*** Opening Data section ***
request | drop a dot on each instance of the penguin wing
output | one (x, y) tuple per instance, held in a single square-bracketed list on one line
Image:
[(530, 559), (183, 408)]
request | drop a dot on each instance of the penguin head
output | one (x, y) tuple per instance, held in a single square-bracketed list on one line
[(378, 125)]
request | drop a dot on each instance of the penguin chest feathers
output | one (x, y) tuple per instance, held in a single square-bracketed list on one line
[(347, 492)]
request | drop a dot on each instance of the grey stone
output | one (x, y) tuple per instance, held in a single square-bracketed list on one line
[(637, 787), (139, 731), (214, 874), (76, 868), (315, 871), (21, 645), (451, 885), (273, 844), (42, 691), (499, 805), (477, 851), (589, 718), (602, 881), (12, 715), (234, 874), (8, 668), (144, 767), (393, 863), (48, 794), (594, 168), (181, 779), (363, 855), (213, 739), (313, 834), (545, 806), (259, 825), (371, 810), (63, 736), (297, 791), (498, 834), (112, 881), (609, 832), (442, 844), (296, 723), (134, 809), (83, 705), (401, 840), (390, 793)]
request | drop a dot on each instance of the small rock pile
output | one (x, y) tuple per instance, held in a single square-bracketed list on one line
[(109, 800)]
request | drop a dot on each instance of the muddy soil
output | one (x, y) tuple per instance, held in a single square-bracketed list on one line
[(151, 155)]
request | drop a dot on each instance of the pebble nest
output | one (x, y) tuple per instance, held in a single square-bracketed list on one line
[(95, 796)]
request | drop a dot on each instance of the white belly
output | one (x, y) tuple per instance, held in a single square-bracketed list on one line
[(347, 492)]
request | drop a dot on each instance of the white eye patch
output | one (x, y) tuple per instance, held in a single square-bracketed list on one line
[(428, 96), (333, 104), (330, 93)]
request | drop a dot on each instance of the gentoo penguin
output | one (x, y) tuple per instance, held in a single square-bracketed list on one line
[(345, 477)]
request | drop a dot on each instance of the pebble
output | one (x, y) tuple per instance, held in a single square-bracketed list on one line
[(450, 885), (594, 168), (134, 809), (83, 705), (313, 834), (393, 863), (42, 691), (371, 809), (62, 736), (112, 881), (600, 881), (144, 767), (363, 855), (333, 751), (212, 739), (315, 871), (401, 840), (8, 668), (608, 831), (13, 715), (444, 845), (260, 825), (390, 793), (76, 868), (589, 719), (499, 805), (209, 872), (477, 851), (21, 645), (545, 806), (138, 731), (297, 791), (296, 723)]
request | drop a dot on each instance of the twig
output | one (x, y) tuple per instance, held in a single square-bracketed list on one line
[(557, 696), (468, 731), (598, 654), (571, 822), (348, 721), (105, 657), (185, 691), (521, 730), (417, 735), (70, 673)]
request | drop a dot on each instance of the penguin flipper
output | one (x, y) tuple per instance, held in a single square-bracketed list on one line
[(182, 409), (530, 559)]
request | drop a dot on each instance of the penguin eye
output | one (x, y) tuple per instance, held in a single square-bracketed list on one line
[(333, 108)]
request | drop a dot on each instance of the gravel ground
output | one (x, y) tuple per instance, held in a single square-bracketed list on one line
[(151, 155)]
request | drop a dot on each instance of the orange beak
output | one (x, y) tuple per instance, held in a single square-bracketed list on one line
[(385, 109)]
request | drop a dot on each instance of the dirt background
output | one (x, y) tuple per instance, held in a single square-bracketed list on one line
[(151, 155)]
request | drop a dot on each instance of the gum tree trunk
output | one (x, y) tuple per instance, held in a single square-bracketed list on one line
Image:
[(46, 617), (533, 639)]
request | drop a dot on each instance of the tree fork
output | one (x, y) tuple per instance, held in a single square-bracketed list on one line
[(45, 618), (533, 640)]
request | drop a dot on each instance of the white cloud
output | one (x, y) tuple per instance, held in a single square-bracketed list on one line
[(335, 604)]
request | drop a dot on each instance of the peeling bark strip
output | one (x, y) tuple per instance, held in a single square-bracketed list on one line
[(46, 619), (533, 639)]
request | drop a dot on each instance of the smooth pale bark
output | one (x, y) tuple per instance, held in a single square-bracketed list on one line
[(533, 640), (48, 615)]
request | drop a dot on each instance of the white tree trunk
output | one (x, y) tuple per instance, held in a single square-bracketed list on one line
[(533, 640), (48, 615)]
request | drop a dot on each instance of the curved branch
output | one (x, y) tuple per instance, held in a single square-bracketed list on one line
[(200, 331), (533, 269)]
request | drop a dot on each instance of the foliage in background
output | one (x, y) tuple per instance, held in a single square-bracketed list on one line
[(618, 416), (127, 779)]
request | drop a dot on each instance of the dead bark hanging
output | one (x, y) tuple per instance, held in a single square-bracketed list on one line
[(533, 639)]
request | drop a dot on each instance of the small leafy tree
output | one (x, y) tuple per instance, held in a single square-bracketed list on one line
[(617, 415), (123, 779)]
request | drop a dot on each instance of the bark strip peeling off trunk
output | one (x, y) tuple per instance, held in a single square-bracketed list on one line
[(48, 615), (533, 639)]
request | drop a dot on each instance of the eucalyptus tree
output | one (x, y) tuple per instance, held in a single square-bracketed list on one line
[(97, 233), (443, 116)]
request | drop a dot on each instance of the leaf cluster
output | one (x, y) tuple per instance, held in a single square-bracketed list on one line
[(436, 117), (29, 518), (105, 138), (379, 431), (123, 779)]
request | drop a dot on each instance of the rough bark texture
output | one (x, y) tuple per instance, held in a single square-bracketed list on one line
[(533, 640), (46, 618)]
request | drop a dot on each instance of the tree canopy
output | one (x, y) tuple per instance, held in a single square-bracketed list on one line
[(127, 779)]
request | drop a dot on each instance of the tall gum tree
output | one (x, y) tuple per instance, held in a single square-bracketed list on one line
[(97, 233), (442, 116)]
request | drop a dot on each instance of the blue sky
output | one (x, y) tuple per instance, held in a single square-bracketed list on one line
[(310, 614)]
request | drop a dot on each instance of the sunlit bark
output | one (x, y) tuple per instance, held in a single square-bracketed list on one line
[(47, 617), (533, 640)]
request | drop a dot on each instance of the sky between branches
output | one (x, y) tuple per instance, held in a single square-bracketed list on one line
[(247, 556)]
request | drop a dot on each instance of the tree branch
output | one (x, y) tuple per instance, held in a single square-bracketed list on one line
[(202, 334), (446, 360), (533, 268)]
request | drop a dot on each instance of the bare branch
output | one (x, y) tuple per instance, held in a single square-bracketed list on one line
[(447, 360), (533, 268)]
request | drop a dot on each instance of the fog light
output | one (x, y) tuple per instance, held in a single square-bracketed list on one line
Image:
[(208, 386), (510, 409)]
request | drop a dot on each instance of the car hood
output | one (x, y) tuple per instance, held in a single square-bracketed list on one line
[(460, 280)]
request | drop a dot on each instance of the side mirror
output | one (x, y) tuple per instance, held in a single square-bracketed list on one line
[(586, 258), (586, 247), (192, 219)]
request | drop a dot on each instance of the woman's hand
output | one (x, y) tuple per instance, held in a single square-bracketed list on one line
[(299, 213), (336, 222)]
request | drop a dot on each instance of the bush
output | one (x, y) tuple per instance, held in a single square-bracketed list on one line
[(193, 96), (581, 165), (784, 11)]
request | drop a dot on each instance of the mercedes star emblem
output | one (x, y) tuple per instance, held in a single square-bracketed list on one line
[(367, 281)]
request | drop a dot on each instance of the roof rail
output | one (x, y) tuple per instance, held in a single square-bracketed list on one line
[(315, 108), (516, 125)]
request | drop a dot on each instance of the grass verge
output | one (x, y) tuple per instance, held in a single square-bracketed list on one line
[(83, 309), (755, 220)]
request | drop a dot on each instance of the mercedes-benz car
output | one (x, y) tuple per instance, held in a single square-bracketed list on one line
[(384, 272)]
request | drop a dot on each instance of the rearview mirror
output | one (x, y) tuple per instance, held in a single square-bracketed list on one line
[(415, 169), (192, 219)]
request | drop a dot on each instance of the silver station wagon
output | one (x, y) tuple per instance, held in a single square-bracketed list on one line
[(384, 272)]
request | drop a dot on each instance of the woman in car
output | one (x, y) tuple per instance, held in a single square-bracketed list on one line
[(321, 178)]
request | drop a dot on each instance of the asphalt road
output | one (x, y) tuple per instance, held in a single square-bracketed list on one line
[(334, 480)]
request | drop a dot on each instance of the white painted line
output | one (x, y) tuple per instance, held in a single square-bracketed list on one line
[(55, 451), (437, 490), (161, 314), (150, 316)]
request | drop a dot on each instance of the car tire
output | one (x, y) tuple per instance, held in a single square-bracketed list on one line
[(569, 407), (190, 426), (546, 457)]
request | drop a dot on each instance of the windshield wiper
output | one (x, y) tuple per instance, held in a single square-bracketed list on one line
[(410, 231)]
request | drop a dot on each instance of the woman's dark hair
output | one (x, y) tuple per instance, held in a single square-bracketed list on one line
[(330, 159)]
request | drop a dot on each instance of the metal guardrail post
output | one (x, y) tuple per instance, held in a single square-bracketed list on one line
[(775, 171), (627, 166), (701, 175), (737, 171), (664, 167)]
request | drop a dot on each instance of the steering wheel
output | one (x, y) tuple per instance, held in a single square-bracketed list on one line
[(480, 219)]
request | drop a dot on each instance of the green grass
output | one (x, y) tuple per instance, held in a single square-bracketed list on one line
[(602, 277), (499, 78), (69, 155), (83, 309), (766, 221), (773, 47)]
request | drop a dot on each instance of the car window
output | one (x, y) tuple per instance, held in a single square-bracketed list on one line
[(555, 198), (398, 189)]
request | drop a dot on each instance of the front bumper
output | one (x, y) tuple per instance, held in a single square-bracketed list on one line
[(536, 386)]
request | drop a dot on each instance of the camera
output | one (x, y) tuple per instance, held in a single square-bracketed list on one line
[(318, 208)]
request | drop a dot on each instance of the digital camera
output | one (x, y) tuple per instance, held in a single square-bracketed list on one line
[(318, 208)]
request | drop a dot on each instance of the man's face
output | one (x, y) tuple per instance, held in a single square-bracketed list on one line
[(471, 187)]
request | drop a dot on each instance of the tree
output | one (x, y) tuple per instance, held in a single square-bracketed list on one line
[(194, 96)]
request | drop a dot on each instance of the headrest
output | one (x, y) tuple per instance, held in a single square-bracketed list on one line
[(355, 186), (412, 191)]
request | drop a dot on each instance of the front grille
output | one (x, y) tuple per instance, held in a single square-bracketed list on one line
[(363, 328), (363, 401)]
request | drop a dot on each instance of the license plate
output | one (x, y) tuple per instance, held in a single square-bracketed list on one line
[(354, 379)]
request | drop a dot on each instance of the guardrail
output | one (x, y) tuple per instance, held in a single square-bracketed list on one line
*** Closing Data section ***
• _Requirement_:
Print, without alteration, only the lines above between the one holding "white tree trunk" and the one holding "request | drop a dot on each instance of the blue", inclusive.

• _Solution below_:
request | drop a dot on each instance of the white tree trunk
output | one (x, y) tuple per instance, held in a single square-bracketed list on one line
[(533, 640), (48, 615)]
request | drop a dot on each instance of the curved branch
output | one (x, y) tuple per instance, held in a single square-bracketed list on one line
[(200, 331), (533, 269)]
request | drop a dot on each instance of the foliage in background
output | one (x, y) tuple per instance, held in a single square-bracketed list on one line
[(618, 416), (127, 779)]
request | drop a dot on each instance of the dead bark hanging
output | one (x, y) tuple per instance, held in a single square-bracketed list on one line
[(533, 639)]
request | drop a dot on each instance of the small leafy tree
output | one (x, y) tuple per instance, held in a single square-bracketed list on one line
[(617, 415), (123, 779)]
request | drop a dot on each instance of the bark strip peeling off trunk
output | one (x, y) tuple per instance, held in a single square-bracketed list on one line
[(48, 615), (533, 639)]
request | drop a dot on each instance of the eucalyptus tree
output | one (x, y) tuple per instance, held in a single square-bracketed list on one line
[(97, 233), (443, 116)]
request | drop a dot on each instance of the leaf cluster
output | one (x, y) tuple per instance, held in a single square-bracketed list on one line
[(436, 117), (29, 518), (105, 138), (379, 431), (123, 779)]
request | drop a dot on each instance of the rough bark texture
output | one (x, y) tuple per instance, held in a single square-bracketed list on one line
[(533, 640), (46, 618)]
request | drop a dot on each instance of the tree canopy
output | one (x, y) tuple per instance, held in a single square-bracketed list on one line
[(127, 779)]
request | drop a dot on each instance of the tall gum tree
output | one (x, y) tuple per instance, held in a single square-bracketed list on one line
[(97, 233), (442, 116)]
request | drop a dot on each instance of the blue sky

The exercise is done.